** start of DATA SUPPLIED **
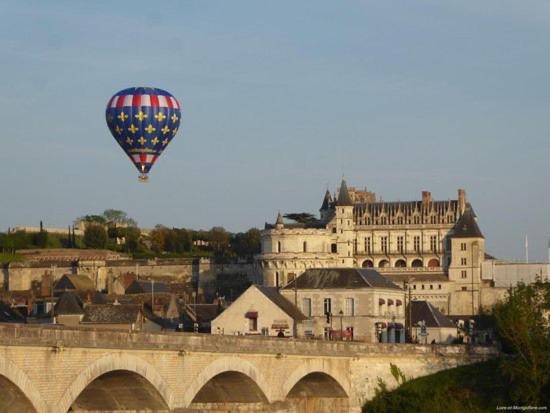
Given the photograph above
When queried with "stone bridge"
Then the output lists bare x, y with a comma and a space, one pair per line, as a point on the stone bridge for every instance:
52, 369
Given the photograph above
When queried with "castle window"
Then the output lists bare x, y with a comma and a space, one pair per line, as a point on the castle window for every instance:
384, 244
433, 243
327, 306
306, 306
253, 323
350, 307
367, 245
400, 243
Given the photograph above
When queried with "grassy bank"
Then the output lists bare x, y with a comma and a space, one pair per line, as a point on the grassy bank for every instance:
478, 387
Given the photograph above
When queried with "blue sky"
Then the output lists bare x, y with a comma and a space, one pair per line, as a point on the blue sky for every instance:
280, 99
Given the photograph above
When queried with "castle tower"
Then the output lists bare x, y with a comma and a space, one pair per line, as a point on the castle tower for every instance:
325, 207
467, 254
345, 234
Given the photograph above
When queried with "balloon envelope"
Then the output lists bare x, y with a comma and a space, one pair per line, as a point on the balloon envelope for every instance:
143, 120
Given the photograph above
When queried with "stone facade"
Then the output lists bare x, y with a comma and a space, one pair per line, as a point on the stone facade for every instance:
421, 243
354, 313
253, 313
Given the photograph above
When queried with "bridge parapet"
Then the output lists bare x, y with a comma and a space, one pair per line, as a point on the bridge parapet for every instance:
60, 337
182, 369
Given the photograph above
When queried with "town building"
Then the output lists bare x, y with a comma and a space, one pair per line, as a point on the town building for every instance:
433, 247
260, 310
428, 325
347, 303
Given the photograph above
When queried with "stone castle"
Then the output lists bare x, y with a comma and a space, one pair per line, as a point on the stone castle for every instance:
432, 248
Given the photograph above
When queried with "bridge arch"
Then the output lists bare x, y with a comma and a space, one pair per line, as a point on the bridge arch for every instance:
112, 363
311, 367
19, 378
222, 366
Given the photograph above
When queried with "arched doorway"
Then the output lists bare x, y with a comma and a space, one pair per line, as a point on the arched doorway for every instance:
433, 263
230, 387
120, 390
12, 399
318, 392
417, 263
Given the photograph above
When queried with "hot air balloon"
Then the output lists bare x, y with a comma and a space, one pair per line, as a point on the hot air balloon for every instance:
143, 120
** end of DATA SUPPLIED **
** start of DATA SUPPLIED **
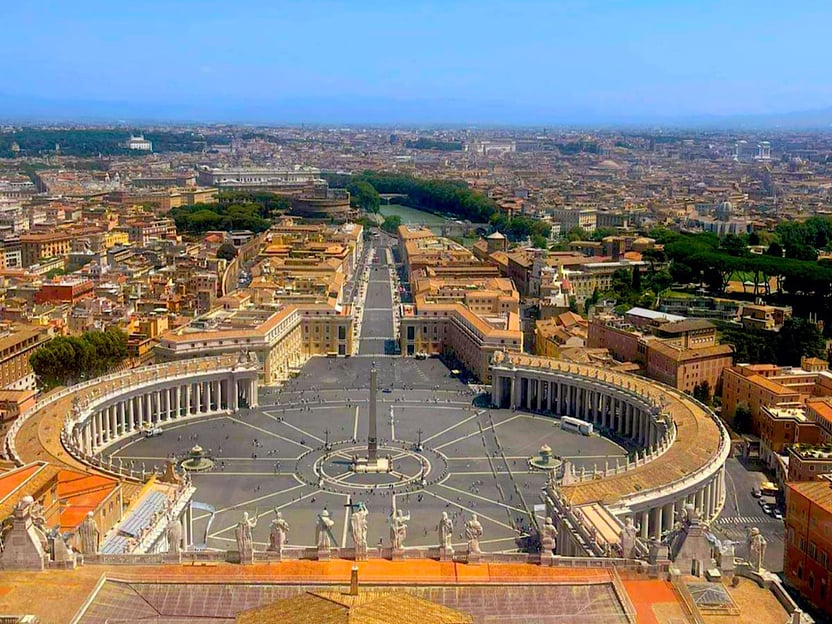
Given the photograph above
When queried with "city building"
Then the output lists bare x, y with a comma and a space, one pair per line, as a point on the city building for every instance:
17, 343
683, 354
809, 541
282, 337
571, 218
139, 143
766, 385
** end of DATA SUPPLIED **
YOUR TASK ▸
Return every line of the records above that contains the word "town", matching case exactly.

REPLY TO THE TASK ▸
When queried with "town building"
Then the output lists bare x, y with a comma and a space, one pair per line, as a point on the town building for every instance:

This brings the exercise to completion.